**Extrait du texte**
⟨

Le Protocole des Sages de Sion

Le Protocole des Sages de Sion fit son apparition au tout début du XX° siècle. Ce petit fascicule, composé de supposés comptes-rendus d'une vingtaine de réunions secrètes, organisées par des juifs, exposerait au grand jour un projet sioniste de domination mondiale. Afin de mener ce plan à bien, les comploteurs feraient alors appel à la perfidie, à la guerre, et au libéralisme économique.

Cet ouvrage, parfois surtitré Programme juif de conquête du monde, se répandit rapidement dans toute l'Europe, faisant éclater le « complot » au grand jour. Adolf Hitler lui-même y fait expressément référence dans son ouvrage, Mein Kampf, publié en 1925.

Mais qu'en est-il réellement ? Existe-t-il, ou a-t-il existé un projet juif de domination mondiale ? Ou bien le Protocole des Sages de Sion n'est-il qu'une simple imposture ?

Edition finlandaise du Protocole des Sages de Sion.

⟩

(Extraits d'un jeu de données sur le pointage d'objets)

⟨

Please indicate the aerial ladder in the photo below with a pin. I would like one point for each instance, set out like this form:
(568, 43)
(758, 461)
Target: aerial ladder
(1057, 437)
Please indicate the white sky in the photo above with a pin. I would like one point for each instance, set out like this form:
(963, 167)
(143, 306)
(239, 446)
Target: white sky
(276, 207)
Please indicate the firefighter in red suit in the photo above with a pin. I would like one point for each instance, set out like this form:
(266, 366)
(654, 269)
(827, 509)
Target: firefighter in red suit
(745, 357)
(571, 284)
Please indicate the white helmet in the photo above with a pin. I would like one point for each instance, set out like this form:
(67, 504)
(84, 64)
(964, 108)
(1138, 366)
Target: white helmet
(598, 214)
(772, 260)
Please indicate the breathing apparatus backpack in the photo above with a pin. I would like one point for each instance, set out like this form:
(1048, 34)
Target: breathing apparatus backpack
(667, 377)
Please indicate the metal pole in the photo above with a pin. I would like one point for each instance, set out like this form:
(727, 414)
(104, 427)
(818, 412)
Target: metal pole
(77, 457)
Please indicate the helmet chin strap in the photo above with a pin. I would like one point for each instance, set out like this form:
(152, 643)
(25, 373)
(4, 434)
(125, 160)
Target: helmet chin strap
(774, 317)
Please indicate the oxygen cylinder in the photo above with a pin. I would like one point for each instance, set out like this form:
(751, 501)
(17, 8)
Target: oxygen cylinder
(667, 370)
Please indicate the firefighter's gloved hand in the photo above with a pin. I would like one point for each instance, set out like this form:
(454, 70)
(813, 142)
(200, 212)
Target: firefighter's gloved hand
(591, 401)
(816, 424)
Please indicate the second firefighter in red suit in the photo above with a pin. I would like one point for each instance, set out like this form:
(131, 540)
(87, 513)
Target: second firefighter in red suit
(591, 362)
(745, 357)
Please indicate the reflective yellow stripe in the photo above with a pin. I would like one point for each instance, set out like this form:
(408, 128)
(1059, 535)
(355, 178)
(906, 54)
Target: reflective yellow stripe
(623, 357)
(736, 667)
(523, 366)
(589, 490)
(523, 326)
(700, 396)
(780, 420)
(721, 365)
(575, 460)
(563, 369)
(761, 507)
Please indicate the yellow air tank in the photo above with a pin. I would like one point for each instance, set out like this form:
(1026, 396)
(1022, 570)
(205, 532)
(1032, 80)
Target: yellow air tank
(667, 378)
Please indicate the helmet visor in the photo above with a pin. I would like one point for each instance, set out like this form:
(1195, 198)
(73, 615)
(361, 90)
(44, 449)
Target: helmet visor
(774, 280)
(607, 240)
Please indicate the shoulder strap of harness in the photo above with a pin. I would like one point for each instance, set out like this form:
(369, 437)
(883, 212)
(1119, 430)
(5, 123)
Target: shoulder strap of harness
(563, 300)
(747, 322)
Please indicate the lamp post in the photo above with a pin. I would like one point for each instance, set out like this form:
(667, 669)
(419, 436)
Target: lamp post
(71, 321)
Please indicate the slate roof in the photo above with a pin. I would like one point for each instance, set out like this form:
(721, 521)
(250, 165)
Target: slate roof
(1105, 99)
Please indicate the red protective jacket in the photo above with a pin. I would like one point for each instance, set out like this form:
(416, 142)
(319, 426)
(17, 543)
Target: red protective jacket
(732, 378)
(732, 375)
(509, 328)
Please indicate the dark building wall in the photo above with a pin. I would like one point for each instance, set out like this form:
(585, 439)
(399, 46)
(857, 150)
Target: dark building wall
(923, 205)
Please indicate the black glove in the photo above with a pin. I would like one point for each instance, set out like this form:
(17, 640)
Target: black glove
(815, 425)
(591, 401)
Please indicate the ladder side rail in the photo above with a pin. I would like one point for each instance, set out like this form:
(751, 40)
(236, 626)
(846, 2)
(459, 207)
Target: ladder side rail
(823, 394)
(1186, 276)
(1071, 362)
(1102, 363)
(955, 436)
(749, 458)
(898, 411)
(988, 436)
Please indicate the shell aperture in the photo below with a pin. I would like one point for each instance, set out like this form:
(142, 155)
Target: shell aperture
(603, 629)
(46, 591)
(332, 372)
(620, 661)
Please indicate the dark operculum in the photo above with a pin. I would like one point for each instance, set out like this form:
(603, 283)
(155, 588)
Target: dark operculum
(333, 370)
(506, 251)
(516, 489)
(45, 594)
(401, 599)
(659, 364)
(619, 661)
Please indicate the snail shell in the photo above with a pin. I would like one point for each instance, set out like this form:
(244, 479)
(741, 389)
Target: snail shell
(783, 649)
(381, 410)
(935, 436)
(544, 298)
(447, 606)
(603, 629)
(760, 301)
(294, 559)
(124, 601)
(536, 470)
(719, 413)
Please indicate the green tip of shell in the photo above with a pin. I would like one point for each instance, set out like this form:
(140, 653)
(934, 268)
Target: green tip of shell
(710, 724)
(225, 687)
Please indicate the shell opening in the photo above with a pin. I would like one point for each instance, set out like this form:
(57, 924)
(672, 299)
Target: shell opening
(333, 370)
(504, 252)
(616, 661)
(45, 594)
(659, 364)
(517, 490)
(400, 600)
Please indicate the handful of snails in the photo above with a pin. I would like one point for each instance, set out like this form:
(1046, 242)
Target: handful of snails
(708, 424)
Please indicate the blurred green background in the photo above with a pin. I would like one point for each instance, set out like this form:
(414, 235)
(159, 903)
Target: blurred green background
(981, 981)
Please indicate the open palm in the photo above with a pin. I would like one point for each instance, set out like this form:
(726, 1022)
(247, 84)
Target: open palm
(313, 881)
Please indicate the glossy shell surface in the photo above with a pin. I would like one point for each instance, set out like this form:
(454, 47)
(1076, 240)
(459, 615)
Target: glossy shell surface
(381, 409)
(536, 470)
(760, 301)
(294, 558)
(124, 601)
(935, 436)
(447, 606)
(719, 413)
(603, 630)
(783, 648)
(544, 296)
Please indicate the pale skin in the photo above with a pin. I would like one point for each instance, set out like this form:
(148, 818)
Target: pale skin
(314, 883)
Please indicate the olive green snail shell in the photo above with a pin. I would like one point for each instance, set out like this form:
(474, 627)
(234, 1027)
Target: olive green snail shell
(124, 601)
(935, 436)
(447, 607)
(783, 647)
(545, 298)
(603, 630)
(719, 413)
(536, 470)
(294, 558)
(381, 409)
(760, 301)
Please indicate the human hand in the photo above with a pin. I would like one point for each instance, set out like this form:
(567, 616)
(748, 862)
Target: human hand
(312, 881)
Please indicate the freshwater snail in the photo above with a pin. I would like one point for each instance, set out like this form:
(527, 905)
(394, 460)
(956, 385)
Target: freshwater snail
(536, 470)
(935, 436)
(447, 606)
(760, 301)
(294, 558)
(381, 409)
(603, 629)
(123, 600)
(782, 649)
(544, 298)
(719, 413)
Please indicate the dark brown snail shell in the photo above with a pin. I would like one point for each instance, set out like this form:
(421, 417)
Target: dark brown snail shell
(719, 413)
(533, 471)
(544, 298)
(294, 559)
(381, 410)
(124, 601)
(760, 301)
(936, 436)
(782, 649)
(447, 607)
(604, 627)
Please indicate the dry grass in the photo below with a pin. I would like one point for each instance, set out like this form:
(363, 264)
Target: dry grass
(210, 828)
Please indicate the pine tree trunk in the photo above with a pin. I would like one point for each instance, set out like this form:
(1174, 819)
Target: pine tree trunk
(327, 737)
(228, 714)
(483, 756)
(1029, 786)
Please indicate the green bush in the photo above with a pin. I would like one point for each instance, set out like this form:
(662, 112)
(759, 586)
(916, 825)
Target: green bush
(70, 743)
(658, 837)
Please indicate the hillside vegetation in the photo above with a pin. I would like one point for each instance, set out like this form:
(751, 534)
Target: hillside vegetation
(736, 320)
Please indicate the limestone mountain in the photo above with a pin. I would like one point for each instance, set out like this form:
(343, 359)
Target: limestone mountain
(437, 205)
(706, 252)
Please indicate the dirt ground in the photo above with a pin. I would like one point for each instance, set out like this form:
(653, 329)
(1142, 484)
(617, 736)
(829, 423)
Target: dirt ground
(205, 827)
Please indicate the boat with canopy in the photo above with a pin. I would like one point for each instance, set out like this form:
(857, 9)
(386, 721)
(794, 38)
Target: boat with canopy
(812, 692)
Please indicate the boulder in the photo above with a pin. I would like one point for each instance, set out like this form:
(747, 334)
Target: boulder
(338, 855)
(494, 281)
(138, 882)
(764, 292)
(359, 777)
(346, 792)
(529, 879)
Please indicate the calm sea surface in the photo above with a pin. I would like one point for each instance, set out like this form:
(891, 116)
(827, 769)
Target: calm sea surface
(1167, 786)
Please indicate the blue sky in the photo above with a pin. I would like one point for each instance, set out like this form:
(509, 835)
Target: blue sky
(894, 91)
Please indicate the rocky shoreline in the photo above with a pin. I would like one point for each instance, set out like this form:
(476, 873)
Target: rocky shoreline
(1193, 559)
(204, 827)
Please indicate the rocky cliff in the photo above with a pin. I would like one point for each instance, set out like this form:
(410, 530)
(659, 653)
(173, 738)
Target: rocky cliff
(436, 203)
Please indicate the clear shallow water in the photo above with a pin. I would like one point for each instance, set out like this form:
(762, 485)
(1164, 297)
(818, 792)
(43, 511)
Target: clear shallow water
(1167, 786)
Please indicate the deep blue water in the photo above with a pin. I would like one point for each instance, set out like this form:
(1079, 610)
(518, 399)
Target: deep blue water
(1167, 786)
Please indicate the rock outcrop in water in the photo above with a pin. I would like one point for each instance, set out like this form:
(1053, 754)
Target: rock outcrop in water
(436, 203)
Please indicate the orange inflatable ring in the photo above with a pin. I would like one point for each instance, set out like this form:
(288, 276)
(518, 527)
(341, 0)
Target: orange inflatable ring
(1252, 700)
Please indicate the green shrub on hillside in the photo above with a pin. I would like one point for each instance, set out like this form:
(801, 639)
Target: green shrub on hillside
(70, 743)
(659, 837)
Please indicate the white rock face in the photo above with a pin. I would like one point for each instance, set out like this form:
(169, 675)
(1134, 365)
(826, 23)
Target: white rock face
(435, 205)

⟩

**Consignes**
1. Traduisez en anglais cette phrase de l'extrait sur le Protocole des Sages de Sion : « Adolf Hitler lui-même y fait expressément référence dans son ouvrage, Mein Kampf, publié en 1925. »
2. Reproduisez à l'identique le passage de l'extrait sur le Protocole des Sages de Sion qui commence par « Mais qu'en est-il » et se termine par « simple imposture ? ».

**Réponses dans l'ordre**
1. Adolf Hitler himself expressly refers to it in his book, Mein Kampf, published in 1925.

2.
Mais qu'en est-il réellement ? Existe-t-il, ou a-t-il existé un projet juif de domination mondiale ? Ou bien le Protocole des Sages de Sion n'est-il qu'une simple imposture ?